# Directions
Identify each line in the material below that contains the string "shaped", and copy those lines in full.

========================================

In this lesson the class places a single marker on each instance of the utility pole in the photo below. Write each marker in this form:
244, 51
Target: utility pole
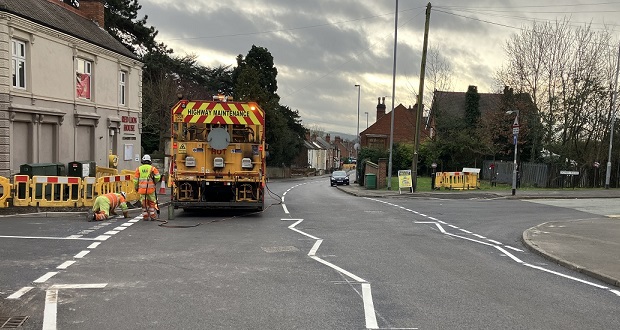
611, 126
393, 96
418, 122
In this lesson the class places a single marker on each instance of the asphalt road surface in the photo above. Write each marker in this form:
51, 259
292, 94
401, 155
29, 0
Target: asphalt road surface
316, 258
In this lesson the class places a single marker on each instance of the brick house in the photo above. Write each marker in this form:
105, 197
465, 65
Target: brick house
378, 134
68, 90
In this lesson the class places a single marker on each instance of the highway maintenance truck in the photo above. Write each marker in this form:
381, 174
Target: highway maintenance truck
218, 154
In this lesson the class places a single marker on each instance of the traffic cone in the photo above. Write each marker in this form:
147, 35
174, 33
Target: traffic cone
162, 188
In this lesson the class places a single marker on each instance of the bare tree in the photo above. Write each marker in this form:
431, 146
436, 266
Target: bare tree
568, 73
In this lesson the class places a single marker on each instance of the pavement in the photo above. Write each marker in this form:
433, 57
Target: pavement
588, 246
591, 246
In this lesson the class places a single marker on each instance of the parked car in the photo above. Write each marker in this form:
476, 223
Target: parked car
339, 177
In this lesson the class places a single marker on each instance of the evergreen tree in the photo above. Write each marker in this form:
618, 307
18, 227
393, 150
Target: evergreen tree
254, 79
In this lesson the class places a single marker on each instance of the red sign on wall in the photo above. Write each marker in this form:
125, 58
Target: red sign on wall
82, 85
129, 123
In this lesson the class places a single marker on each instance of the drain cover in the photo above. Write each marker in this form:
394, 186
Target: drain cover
12, 322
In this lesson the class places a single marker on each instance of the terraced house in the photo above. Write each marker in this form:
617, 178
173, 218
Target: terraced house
69, 91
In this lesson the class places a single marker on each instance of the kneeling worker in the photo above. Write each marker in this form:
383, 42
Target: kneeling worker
105, 205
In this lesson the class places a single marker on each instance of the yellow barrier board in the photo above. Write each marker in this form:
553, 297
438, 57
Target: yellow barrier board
5, 190
404, 180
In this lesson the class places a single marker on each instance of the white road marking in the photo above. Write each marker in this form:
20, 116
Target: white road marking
17, 294
51, 308
79, 286
340, 270
45, 277
94, 245
566, 276
292, 227
369, 311
53, 238
50, 314
498, 246
66, 264
513, 248
315, 247
81, 254
369, 307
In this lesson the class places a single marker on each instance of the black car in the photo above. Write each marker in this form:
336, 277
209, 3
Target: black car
339, 177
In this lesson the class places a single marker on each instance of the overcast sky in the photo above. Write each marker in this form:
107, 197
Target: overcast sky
323, 48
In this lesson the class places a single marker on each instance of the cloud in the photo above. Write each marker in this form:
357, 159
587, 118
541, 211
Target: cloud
322, 48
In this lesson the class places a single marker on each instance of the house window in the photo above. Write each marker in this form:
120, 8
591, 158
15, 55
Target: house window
19, 63
83, 78
121, 87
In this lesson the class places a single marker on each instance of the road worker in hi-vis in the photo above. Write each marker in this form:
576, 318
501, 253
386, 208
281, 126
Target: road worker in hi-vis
145, 181
105, 204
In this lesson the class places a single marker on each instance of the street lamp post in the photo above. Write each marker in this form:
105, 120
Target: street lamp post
357, 136
515, 134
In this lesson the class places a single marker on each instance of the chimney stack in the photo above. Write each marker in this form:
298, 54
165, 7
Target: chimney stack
93, 10
89, 9
380, 108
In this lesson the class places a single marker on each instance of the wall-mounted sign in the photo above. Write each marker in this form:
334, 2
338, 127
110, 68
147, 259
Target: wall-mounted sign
129, 123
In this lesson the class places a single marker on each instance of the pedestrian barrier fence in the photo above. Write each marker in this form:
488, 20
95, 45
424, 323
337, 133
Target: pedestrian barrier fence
62, 191
5, 191
457, 180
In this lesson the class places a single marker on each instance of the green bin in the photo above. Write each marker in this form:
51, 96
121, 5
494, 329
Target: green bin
370, 180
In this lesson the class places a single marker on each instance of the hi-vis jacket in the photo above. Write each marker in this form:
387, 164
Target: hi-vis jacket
145, 178
113, 200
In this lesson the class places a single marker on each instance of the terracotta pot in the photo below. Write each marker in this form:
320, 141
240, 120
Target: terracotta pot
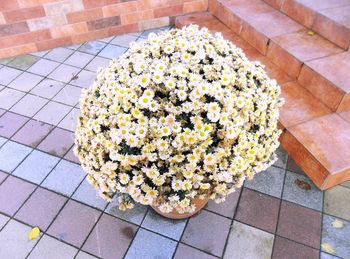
175, 215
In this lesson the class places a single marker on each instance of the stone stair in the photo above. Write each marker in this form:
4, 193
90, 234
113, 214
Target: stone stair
312, 73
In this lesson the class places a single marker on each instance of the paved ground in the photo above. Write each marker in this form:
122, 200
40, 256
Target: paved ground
42, 185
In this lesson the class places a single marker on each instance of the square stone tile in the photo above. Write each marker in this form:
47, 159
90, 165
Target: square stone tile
110, 238
96, 63
112, 51
41, 208
269, 181
11, 154
92, 47
208, 232
68, 95
32, 133
248, 242
47, 88
79, 59
74, 223
59, 54
10, 123
338, 237
7, 74
134, 215
11, 200
65, 178
87, 194
124, 40
167, 227
14, 241
25, 82
287, 249
336, 202
226, 208
300, 224
52, 113
84, 79
64, 73
23, 62
258, 210
36, 166
149, 245
49, 247
8, 97
186, 252
70, 121
58, 142
43, 67
29, 105
312, 198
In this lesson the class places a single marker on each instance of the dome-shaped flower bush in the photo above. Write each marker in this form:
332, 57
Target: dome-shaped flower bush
184, 114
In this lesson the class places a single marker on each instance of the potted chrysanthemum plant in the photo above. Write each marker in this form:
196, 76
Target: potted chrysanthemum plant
176, 120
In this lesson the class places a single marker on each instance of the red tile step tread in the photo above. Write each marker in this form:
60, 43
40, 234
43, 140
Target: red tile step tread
314, 136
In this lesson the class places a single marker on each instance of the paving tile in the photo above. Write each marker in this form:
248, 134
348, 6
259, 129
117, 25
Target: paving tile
74, 223
269, 181
14, 241
64, 73
65, 178
7, 74
52, 113
49, 247
124, 40
110, 238
336, 202
43, 67
300, 224
207, 237
70, 121
8, 97
112, 51
36, 167
336, 236
248, 242
68, 95
167, 227
47, 88
11, 154
287, 249
312, 198
258, 210
228, 207
23, 62
96, 63
29, 105
41, 208
10, 200
10, 123
59, 54
58, 142
149, 245
32, 133
3, 220
92, 47
79, 59
186, 252
134, 215
84, 79
86, 193
25, 82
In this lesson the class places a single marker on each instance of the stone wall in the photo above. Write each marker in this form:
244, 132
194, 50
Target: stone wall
34, 25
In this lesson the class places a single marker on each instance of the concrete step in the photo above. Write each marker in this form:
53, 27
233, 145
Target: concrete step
314, 136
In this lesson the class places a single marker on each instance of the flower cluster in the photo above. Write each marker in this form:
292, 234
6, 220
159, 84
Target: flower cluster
184, 114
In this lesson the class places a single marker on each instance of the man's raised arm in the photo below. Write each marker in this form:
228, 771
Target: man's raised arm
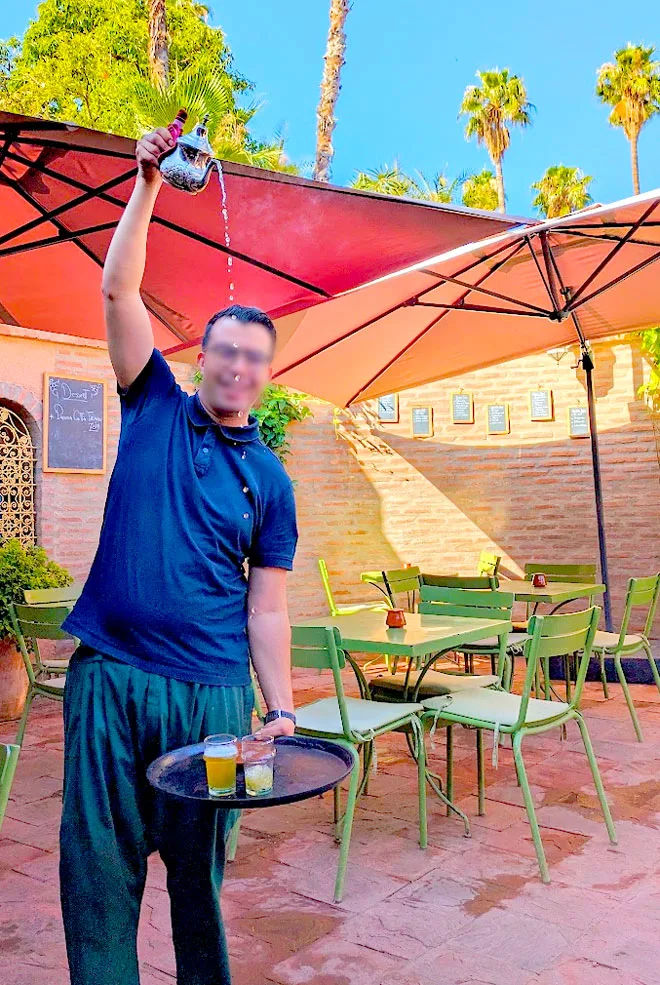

========================================

# Task response
In this lesson the class places a single marker on each instance of the dome-shaped flower bush in the photo above. Write each marker in this form:
Target: dome-shaped flower bush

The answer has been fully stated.